» **PROBLEM REQUIREMENTS**:
What you return must be every line below that includes the word "steel".

[Collection entries]
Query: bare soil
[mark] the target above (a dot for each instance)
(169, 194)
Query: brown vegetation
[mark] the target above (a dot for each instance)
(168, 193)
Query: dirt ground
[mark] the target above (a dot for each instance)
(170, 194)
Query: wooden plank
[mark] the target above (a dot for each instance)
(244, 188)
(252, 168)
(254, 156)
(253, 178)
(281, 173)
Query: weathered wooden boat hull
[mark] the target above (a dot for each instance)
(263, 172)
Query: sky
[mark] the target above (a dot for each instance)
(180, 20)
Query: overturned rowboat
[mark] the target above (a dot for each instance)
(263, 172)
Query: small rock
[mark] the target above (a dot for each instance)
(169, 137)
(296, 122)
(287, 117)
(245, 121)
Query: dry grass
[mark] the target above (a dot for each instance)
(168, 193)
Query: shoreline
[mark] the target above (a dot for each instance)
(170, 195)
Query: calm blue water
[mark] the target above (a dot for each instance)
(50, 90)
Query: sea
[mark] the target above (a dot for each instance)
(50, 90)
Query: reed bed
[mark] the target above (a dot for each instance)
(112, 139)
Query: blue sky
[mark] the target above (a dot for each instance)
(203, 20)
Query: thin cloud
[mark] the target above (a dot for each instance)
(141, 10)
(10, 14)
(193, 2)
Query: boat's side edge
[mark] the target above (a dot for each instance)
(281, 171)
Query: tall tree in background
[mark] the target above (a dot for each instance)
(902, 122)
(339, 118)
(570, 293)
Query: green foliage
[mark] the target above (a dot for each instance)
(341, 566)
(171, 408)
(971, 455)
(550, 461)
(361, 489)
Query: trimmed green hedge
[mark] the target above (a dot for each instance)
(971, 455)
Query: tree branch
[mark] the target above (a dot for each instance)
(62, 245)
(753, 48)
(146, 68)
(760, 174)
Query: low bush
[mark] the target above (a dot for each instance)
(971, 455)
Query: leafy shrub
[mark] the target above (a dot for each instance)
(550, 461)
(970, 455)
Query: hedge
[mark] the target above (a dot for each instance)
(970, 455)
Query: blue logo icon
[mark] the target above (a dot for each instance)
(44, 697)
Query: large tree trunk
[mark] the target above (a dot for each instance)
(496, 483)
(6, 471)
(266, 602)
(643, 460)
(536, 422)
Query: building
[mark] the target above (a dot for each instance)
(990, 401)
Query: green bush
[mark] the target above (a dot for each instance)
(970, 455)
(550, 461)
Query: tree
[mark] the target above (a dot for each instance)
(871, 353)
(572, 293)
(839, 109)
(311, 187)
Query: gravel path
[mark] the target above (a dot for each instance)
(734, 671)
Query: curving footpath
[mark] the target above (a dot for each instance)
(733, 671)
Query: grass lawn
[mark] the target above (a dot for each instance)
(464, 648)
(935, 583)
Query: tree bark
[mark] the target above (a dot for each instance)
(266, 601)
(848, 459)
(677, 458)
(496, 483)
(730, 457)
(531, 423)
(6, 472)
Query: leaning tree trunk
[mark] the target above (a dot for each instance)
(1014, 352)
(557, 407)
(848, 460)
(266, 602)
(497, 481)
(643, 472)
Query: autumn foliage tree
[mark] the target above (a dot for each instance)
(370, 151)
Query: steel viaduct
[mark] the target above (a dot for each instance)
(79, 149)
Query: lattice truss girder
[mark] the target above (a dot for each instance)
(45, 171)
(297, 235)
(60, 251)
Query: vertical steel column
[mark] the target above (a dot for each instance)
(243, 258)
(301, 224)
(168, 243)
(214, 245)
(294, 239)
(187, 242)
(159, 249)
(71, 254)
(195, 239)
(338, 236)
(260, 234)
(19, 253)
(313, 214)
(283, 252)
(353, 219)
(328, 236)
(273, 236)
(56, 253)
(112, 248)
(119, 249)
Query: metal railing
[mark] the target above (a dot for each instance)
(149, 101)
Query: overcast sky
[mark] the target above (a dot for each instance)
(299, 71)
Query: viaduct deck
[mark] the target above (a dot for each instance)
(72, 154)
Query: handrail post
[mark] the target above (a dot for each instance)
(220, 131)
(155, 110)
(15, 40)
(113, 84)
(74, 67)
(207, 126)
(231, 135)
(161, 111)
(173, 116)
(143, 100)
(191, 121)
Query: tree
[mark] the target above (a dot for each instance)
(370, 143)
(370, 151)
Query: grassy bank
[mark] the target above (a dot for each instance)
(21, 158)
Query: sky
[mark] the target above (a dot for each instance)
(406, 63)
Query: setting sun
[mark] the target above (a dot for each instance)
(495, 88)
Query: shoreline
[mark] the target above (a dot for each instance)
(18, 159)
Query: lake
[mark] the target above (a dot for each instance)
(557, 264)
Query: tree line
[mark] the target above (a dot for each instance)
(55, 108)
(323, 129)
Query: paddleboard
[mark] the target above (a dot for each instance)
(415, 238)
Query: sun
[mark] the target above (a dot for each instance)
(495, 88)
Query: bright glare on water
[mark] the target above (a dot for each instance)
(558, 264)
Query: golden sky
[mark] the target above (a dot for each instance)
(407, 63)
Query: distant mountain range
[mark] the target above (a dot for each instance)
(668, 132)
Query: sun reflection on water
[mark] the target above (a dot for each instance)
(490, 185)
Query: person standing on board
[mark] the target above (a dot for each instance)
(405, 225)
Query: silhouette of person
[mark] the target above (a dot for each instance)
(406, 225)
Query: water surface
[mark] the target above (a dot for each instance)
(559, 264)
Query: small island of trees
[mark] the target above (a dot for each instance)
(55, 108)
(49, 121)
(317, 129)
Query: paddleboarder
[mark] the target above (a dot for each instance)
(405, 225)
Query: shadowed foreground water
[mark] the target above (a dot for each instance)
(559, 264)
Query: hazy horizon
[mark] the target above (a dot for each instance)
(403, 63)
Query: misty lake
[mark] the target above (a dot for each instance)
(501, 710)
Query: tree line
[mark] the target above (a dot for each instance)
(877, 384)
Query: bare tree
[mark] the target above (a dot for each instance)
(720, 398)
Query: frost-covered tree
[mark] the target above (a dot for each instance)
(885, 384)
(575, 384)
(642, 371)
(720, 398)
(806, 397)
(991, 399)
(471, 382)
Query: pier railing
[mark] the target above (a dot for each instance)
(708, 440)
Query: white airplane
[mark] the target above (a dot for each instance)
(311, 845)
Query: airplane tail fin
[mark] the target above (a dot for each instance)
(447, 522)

» **RESULT OF THE EXERCISE**:
Query: steel viaduct
Query: vertical steel column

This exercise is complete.